» **Exercise**:
Every entry below must appear again, exactly as written.

+++ Supplied records +++

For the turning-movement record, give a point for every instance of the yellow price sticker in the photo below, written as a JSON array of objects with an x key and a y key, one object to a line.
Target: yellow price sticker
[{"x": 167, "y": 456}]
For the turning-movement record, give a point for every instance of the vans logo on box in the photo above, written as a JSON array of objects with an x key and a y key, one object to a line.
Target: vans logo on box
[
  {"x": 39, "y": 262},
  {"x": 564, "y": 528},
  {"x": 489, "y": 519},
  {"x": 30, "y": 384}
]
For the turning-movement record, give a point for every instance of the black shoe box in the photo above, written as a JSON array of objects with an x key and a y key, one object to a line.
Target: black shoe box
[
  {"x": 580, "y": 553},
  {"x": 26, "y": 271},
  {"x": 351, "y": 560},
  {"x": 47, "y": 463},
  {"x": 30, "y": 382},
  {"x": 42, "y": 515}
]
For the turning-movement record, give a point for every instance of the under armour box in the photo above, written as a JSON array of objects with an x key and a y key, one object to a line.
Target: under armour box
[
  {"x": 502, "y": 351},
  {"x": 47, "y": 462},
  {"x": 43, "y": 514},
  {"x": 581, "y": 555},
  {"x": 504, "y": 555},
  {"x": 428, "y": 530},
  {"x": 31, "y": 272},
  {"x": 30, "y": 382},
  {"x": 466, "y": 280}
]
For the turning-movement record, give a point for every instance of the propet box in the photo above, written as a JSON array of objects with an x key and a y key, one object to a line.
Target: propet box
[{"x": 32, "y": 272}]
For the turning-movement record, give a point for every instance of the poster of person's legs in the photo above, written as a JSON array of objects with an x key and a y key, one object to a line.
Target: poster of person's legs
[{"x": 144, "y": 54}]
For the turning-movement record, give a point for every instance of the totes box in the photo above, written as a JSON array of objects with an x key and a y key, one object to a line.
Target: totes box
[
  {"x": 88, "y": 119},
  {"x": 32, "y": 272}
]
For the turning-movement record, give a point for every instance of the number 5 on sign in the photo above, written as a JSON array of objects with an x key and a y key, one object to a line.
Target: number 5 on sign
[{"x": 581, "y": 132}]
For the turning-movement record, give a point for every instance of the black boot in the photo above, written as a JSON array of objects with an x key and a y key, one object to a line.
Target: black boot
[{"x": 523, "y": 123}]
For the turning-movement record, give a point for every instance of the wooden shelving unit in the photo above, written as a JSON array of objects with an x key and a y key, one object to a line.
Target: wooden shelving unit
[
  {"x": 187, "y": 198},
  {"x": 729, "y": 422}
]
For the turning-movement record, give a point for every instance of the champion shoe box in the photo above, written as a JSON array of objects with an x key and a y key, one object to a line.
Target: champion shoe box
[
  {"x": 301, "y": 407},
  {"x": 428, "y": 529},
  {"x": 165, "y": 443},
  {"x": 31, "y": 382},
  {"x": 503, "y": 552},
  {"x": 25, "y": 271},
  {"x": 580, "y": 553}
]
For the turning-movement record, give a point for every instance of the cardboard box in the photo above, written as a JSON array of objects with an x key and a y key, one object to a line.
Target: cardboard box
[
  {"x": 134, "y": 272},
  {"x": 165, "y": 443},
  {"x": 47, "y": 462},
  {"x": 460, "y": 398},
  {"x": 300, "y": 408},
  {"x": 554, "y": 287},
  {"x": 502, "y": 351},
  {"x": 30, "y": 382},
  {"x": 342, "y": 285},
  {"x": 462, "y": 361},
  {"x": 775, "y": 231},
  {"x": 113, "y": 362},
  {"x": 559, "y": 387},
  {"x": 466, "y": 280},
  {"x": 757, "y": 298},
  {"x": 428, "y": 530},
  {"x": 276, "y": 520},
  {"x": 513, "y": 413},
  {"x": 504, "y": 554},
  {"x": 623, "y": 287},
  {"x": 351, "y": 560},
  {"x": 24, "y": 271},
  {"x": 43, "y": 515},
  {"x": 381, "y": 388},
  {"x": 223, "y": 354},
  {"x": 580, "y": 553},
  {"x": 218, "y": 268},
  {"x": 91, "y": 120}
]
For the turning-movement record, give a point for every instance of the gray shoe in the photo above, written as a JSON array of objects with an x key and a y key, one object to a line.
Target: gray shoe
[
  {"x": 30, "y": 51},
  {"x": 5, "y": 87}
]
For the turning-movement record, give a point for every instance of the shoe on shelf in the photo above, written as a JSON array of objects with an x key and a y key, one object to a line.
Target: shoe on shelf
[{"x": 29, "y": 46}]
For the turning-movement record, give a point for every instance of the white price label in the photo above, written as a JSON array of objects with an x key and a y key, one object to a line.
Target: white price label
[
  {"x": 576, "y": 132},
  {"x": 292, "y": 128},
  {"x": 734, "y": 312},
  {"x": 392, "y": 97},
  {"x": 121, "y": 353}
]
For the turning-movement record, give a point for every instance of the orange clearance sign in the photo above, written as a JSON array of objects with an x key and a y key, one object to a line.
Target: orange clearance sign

+++

» **Output for this exercise**:
For the turning-movement record, give a point for every instance of the yellow price sticker in the photo below, written as a JSON array of objects with an x key and a y key, one object to a line.
Target: yellow price sticker
[{"x": 167, "y": 456}]
For the turning-movement record, give a point for every instance of the vans logo on box in the photo above, written as a JSON array of objects with an x key and a y key, one object to a line.
Target: vans logo on box
[
  {"x": 39, "y": 262},
  {"x": 564, "y": 528},
  {"x": 489, "y": 519},
  {"x": 30, "y": 384}
]
For the turning-movement record, give a point for every instance of the black shoe box in the photo above, written as a JSON array of objects with an x key and a y key, one object to a line.
Target: black shoe box
[
  {"x": 580, "y": 553},
  {"x": 26, "y": 271},
  {"x": 351, "y": 560},
  {"x": 47, "y": 463},
  {"x": 30, "y": 382},
  {"x": 42, "y": 515}
]
For the turning-movement record, give a point for every instance of the under armour box in the photo above, written as a JSON array of objects with an x key and a y key, one object to a line.
Target: under armour box
[
  {"x": 502, "y": 351},
  {"x": 47, "y": 462},
  {"x": 43, "y": 514},
  {"x": 581, "y": 555},
  {"x": 504, "y": 555},
  {"x": 428, "y": 530},
  {"x": 31, "y": 272},
  {"x": 30, "y": 382},
  {"x": 466, "y": 280}
]
For the turning-movement record, give a point for every instance of the propet box in the photo above, written as a JSON array of objects with an x key and a y key, one object to a line.
Target: propet box
[{"x": 32, "y": 272}]
For the turning-movement record, give a point for every instance of the poster of person's legs in the photo above, written as a JSON array of objects with an x key and a y key, one object to a line.
Target: poster of person's legs
[{"x": 144, "y": 54}]
For the turning-movement record, give a point for every instance of the totes box in the photo above, written as a JSON array of objects with an x key and a y key, one object to a line.
Target: totes box
[
  {"x": 88, "y": 119},
  {"x": 32, "y": 272}
]
For the turning-movement record, give a point for every instance of the number 5 on sign in the photo above, written as a JSON array of objects with an x key and a y key, one object to a line.
Target: number 5 on sign
[{"x": 581, "y": 132}]
For the turning-movement record, give a point for every instance of the black boot in the photo above, written as a JSON array of objects with an x key and a y key, one object to a line.
Target: black boot
[{"x": 523, "y": 123}]
For the turning-movement record, give a point for every instance of the wooden shelving unit in the photo above, written as a JSON array of objects with an x key and a y key, one object to a line.
Target: wooden shelving unit
[
  {"x": 187, "y": 198},
  {"x": 729, "y": 422}
]
For the turning-movement record, give a point for every instance of the champion shoe box in the photo above, written as a JSON array of objects with an x key and a y key, one object to a line.
Target: champion shoe box
[
  {"x": 301, "y": 407},
  {"x": 428, "y": 529},
  {"x": 165, "y": 443},
  {"x": 31, "y": 382},
  {"x": 503, "y": 552},
  {"x": 25, "y": 271},
  {"x": 580, "y": 553}
]
For the turning-movement record, give a point for every instance of the cardboard box in the photo above, written as a JSON array of objects with an x key and a y key, one object to a line.
Target: cardboard box
[
  {"x": 134, "y": 272},
  {"x": 165, "y": 443},
  {"x": 47, "y": 462},
  {"x": 460, "y": 398},
  {"x": 300, "y": 408},
  {"x": 554, "y": 287},
  {"x": 502, "y": 351},
  {"x": 30, "y": 382},
  {"x": 342, "y": 285},
  {"x": 462, "y": 361},
  {"x": 775, "y": 231},
  {"x": 113, "y": 362},
  {"x": 559, "y": 387},
  {"x": 466, "y": 280},
  {"x": 757, "y": 298},
  {"x": 428, "y": 530},
  {"x": 276, "y": 520},
  {"x": 513, "y": 413},
  {"x": 504, "y": 554},
  {"x": 623, "y": 287},
  {"x": 351, "y": 560},
  {"x": 24, "y": 271},
  {"x": 43, "y": 515},
  {"x": 381, "y": 388},
  {"x": 223, "y": 354},
  {"x": 580, "y": 553},
  {"x": 218, "y": 268},
  {"x": 91, "y": 120}
]
For the turning-movement record, give a point for every instance of the gray shoe in the photo above, written as a JSON array of objects with an x key and a y key, one object to a line.
Target: gray shoe
[
  {"x": 30, "y": 51},
  {"x": 5, "y": 87}
]
For the turning-movement record, give a point for every instance of the shoe on shelf in the photo above, written as a JSON array of objects with an x key and a y key, one object to a line.
Target: shoe on shelf
[{"x": 29, "y": 46}]
For the turning-movement record, give a point for every instance of the white price label in the photo above, written as a JSON array of objects with an x key and a y key, one object to a line.
Target: white price label
[
  {"x": 576, "y": 132},
  {"x": 292, "y": 128},
  {"x": 734, "y": 312},
  {"x": 392, "y": 97},
  {"x": 121, "y": 353}
]
For the turning-movement record, give a point for every instance of the orange clearance sign in the photo above, written as a JSON array of objects with an x key and a y key, one object to a line.
Target: orange clearance sign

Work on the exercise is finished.